Lines on locating named things
● ● ●

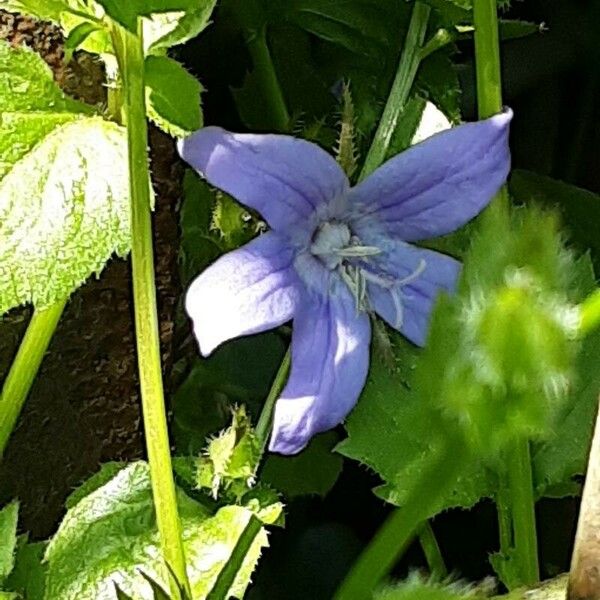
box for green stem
[246,27,290,132]
[507,438,540,585]
[0,300,67,457]
[473,0,539,584]
[419,521,448,580]
[473,0,510,212]
[359,0,431,181]
[115,21,189,597]
[255,348,292,456]
[334,437,467,600]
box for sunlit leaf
[45,462,278,600]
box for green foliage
[45,462,278,600]
[0,44,130,314]
[260,431,343,500]
[6,535,46,600]
[374,575,489,600]
[196,406,260,499]
[145,56,202,137]
[510,169,600,267]
[0,502,19,586]
[338,209,597,514]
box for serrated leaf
[45,462,274,600]
[0,41,93,180]
[0,502,19,585]
[6,535,47,600]
[0,117,130,314]
[145,56,202,137]
[144,0,217,54]
[260,431,343,500]
[336,332,495,516]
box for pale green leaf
[0,502,19,584]
[45,462,278,600]
[145,56,202,137]
[0,117,130,314]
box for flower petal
[185,231,301,356]
[367,241,461,346]
[269,275,371,454]
[350,109,512,242]
[179,127,349,230]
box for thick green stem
[419,521,448,580]
[256,348,291,455]
[473,0,509,209]
[359,0,431,181]
[0,300,67,458]
[506,438,540,585]
[473,0,539,584]
[246,27,290,132]
[117,25,189,597]
[334,437,468,600]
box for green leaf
[0,502,19,585]
[509,169,600,267]
[336,332,495,516]
[197,406,260,499]
[144,0,217,54]
[6,535,47,600]
[45,462,276,600]
[260,431,343,500]
[416,47,462,123]
[0,0,70,23]
[374,575,489,600]
[0,117,130,314]
[145,56,202,137]
[0,43,129,314]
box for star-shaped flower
[180,110,512,454]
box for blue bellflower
[180,110,512,454]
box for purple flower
[180,110,512,454]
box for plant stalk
[115,20,190,597]
[359,0,431,181]
[473,0,510,212]
[255,348,292,456]
[0,299,67,458]
[334,436,468,600]
[506,438,540,586]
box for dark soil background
[0,0,600,600]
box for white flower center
[310,221,426,329]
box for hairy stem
[115,24,189,597]
[0,300,67,457]
[359,0,431,181]
[473,0,539,584]
[506,438,540,585]
[334,437,468,600]
[256,348,291,456]
[473,0,509,209]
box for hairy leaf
[260,431,343,500]
[0,502,19,585]
[145,56,202,137]
[0,117,130,314]
[46,462,276,600]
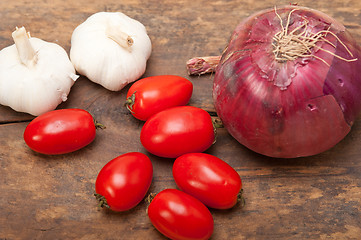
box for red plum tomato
[148,189,214,240]
[126,75,193,121]
[140,106,215,158]
[24,109,96,155]
[173,153,242,209]
[95,152,153,212]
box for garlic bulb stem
[105,25,134,51]
[12,27,37,68]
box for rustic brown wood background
[0,0,361,240]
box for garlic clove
[0,27,77,116]
[70,12,152,91]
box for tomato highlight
[173,153,242,209]
[24,109,96,155]
[126,75,193,121]
[140,106,215,158]
[95,152,153,212]
[148,189,214,240]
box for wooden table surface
[0,0,361,240]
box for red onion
[189,6,361,158]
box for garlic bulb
[0,27,78,116]
[70,12,152,91]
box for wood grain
[0,0,361,240]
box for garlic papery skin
[0,27,78,116]
[70,12,152,91]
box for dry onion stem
[272,7,357,66]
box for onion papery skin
[213,5,361,158]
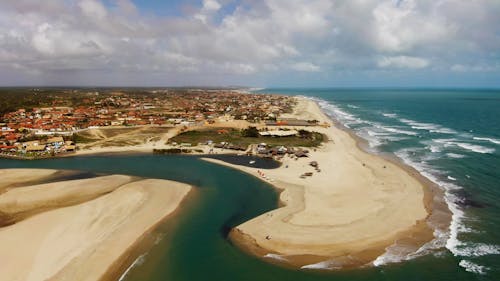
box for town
[0,89,300,157]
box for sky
[0,0,500,88]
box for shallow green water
[0,155,488,281]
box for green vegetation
[169,127,325,147]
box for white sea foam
[314,97,494,273]
[399,118,457,134]
[396,149,467,262]
[433,138,495,154]
[473,137,500,144]
[446,153,465,159]
[458,260,489,274]
[382,113,398,118]
[118,253,148,281]
[454,142,495,154]
[454,243,500,257]
[380,126,418,136]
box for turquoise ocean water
[0,89,500,281]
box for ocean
[0,89,500,281]
[264,89,500,280]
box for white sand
[0,171,190,281]
[205,99,428,264]
[0,169,57,192]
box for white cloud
[78,0,108,20]
[0,0,500,83]
[291,62,321,72]
[377,56,429,69]
[203,0,221,12]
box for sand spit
[208,99,433,268]
[0,170,191,281]
[0,169,57,191]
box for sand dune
[205,99,432,267]
[0,169,57,193]
[0,171,190,281]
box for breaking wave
[473,137,500,144]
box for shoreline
[0,169,194,281]
[205,98,451,268]
[0,94,451,280]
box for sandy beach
[0,169,191,281]
[208,98,433,268]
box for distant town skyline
[0,0,500,88]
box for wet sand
[203,98,446,268]
[0,169,191,281]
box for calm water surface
[0,89,500,281]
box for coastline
[0,169,193,280]
[207,98,451,269]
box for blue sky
[0,0,500,88]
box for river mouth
[0,154,460,281]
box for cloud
[78,0,108,20]
[291,62,321,72]
[0,0,500,85]
[377,56,429,69]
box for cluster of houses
[0,89,294,150]
[0,136,76,156]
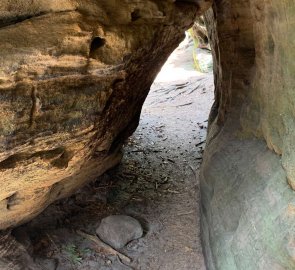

● ● ●

Required work: Copy out every one of the lines above word for word, leaving the pictures out.

Worked solution:
box for green stem
[246,27,290,132]
[507,438,540,585]
[0,300,67,457]
[473,0,539,584]
[419,521,448,580]
[473,0,510,212]
[359,0,431,181]
[115,21,189,597]
[255,348,292,456]
[334,437,467,600]
box for sunlit leaf
[45,462,278,600]
box for green foliage
[45,462,278,600]
[0,44,130,314]
[260,431,343,500]
[6,535,46,600]
[374,575,489,600]
[196,406,260,499]
[145,56,202,137]
[510,169,600,267]
[0,502,19,586]
[338,209,597,514]
box for serrated leaf
[45,462,274,600]
[0,41,93,180]
[0,502,19,585]
[6,535,47,600]
[0,117,130,314]
[145,56,202,137]
[144,0,217,54]
[260,431,343,500]
[336,332,495,516]
box for pale green leaf
[0,502,19,584]
[45,462,278,600]
[145,56,202,137]
[0,117,130,314]
box for flower petal
[185,231,301,356]
[367,241,461,346]
[269,275,371,454]
[350,109,512,242]
[179,127,349,230]
box for thick green stem
[419,521,448,580]
[256,348,291,455]
[473,0,509,209]
[359,0,431,181]
[0,300,67,458]
[506,438,540,585]
[473,0,539,584]
[246,27,290,132]
[117,25,189,597]
[334,437,468,600]
box for green leaf
[0,502,19,585]
[509,169,600,267]
[336,332,495,516]
[197,406,260,499]
[144,0,217,54]
[6,535,47,600]
[45,462,276,600]
[260,431,343,500]
[416,47,462,123]
[0,0,70,23]
[374,575,489,600]
[0,117,130,314]
[145,56,202,137]
[0,43,129,314]
box for star-shaped flower
[180,110,512,454]
box for blue bellflower
[180,110,512,454]
box for purple flower
[180,110,512,454]
box for plant stalk
[115,20,190,597]
[359,0,431,181]
[473,0,510,212]
[255,348,292,456]
[0,299,67,458]
[334,436,468,600]
[506,438,540,586]
box for dark soil background
[0,0,600,600]
box for white flower center
[310,221,426,329]
box for hairy stem
[115,24,189,597]
[0,300,67,457]
[359,0,431,181]
[473,0,539,584]
[506,438,540,585]
[334,437,468,600]
[256,348,291,456]
[473,0,509,209]
box for hairy leaf
[260,431,343,500]
[0,502,19,585]
[145,56,202,137]
[0,117,130,314]
[46,462,276,600]
box for red plum tomato
[148,189,214,240]
[126,75,193,121]
[140,106,215,158]
[24,109,96,155]
[173,153,242,209]
[95,152,153,212]
box for garlic bulb stem
[105,25,134,51]
[12,27,37,68]
box for rustic brown wood background
[0,0,361,240]
box for garlic clove
[0,27,77,116]
[70,12,152,91]
box for tomato highlight
[173,153,242,209]
[24,109,96,155]
[126,75,193,121]
[140,106,215,158]
[95,152,153,212]
[148,189,214,240]
box for wooden table surface
[0,0,361,240]
box for red onion
[189,6,361,158]
box for garlic bulb
[0,27,78,116]
[70,12,152,91]
box for wood grain
[0,0,361,240]
box for garlic papery skin
[0,27,78,116]
[70,12,152,91]
box for dry onion stem
[272,7,357,66]
box for onion papery skin
[213,5,361,158]
box for town
[0,89,300,157]
box for sky
[0,0,500,88]
box for shallow green water
[0,155,488,281]
box for green vegetation
[169,127,325,147]
box for white sea foam
[314,97,494,273]
[399,118,457,134]
[396,149,467,262]
[433,138,495,154]
[473,137,500,144]
[446,153,465,159]
[458,260,489,274]
[382,113,398,118]
[118,253,148,281]
[454,142,495,154]
[454,243,500,257]
[380,126,418,136]
box for turquoise ocean water
[0,89,500,281]
box for ocean
[0,89,500,281]
[264,89,500,280]
box for white sand
[0,171,190,281]
[205,99,428,264]
[0,169,57,192]
box for white cloud
[78,0,108,20]
[0,0,500,83]
[291,62,321,72]
[377,56,429,69]
[203,0,221,12]
box for sand spit
[208,99,433,268]
[0,170,191,281]
[0,169,57,191]
box for sand dune
[205,99,432,267]
[0,169,57,193]
[0,171,190,281]
box for breaking wave
[473,137,500,144]
box for shoreline
[0,169,194,281]
[205,98,451,268]
[0,94,451,280]
box for sandy beach
[0,169,191,281]
[208,98,433,268]
box for distant town skyline
[0,0,500,88]
box for wet sand
[203,98,446,268]
[0,169,191,281]
box for calm water surface
[0,89,500,281]
box for coastline
[0,169,193,280]
[207,98,451,269]
box for blue sky
[0,0,500,88]
box for river mouth
[0,154,460,281]
box for cloud
[78,0,108,20]
[291,62,321,72]
[0,0,500,85]
[377,56,429,69]
box for cluster of houses
[0,89,294,150]
[0,136,76,156]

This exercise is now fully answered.